■ **GOAL**
Take the records from their start through the line containing "[[142, 94, 270, 157]]" and switch "forehead" to "chin", leaving everything else in those lines unchanged.

Rows from a dataset of box labels:
-- START --

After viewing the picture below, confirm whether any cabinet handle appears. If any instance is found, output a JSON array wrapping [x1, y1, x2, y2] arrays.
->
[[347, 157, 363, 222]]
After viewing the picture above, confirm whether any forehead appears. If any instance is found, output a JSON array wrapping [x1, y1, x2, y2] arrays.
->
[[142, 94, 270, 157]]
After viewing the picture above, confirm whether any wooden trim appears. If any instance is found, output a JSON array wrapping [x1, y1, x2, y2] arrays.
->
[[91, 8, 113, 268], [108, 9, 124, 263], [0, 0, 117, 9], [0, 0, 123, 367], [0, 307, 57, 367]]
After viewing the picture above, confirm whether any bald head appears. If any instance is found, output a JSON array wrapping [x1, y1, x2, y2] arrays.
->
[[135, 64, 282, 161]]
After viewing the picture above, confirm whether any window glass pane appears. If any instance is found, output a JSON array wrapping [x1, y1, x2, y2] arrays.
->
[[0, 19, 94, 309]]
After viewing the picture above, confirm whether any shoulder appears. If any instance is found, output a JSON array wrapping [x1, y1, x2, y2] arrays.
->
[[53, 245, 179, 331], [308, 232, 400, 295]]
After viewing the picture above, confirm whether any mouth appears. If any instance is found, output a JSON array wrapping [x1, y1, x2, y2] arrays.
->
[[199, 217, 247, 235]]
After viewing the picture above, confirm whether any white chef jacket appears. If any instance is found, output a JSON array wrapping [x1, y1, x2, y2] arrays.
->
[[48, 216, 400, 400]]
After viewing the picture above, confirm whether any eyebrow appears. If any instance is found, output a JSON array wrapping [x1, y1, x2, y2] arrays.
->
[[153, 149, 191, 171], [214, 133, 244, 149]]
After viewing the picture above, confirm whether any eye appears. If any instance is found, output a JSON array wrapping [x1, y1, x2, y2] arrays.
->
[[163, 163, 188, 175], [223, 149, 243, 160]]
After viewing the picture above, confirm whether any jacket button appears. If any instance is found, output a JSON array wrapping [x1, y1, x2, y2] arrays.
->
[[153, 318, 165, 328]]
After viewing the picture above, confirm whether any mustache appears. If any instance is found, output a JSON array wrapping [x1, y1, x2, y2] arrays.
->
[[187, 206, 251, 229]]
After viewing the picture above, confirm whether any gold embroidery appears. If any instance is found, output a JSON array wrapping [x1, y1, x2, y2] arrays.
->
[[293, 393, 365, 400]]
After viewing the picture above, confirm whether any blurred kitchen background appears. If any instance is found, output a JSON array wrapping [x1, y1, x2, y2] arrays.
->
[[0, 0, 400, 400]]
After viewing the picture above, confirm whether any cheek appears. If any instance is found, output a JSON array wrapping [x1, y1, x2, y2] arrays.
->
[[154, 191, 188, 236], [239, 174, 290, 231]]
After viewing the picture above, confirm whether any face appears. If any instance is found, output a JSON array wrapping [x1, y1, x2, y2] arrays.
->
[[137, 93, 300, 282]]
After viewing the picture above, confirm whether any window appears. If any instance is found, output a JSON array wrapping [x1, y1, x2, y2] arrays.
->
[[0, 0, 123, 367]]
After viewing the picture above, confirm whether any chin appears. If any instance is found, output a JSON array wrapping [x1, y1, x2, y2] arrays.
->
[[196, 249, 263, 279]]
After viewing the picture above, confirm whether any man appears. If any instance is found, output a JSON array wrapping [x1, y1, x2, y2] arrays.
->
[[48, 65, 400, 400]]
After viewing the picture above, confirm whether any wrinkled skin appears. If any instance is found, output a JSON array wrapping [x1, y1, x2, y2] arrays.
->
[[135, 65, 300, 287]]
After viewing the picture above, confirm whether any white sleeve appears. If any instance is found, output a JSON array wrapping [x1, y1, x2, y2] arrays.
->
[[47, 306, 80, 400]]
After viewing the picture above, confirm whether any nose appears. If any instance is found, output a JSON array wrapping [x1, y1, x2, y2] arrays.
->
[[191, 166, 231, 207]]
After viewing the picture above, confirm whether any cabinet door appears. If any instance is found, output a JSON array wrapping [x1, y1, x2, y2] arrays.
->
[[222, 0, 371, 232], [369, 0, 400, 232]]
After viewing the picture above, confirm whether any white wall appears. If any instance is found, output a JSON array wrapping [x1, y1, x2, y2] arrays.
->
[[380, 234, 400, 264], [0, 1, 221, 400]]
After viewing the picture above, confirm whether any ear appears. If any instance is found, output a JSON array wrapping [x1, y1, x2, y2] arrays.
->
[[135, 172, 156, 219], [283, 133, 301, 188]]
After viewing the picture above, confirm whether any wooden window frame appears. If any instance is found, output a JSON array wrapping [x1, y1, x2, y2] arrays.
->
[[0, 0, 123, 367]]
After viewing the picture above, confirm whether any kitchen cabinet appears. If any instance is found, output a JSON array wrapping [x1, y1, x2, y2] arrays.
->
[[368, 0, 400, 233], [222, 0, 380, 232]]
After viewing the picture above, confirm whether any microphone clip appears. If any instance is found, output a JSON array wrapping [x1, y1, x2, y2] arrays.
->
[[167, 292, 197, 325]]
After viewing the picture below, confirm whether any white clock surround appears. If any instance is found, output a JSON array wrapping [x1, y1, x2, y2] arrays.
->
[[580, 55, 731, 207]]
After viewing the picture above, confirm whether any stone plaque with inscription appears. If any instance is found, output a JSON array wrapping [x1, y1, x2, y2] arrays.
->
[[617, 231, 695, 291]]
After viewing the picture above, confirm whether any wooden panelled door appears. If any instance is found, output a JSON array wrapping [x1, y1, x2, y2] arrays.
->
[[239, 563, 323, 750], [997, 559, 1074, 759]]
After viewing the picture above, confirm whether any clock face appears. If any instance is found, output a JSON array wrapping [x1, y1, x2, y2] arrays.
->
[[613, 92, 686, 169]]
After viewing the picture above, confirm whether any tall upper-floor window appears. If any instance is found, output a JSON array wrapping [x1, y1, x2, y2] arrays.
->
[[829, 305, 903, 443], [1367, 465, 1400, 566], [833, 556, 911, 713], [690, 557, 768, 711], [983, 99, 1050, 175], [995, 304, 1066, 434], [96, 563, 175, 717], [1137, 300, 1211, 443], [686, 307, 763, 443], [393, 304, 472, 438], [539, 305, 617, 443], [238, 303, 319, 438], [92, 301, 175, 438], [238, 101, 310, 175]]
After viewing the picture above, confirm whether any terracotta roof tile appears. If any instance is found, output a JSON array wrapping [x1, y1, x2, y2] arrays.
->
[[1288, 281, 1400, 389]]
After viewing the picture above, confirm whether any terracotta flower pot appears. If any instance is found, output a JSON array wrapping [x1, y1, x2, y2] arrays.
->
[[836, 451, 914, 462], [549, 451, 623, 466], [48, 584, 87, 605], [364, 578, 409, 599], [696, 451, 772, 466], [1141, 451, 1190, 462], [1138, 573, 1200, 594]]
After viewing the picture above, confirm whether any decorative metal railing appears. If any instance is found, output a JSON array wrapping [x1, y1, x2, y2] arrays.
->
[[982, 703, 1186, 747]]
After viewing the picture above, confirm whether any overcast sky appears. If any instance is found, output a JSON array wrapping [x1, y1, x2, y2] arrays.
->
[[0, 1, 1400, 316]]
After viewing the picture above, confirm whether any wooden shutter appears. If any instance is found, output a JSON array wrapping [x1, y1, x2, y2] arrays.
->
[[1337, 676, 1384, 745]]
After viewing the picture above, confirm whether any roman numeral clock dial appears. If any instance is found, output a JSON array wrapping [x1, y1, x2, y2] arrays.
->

-- END --

■ **ANSWER TO THIS TASK**
After viewing the picture below, confirm whether any cabinet handle appears. If any instance is found, output a JSON array wrapping [x1, y1, x2, y2] arrays.
->
[[347, 157, 363, 222]]
After viewing the picture above, confirm whether any chin appears. If any instance is found, output a JSON array wrapping [x1, y1, x2, y2] arrays.
->
[[142, 94, 270, 157]]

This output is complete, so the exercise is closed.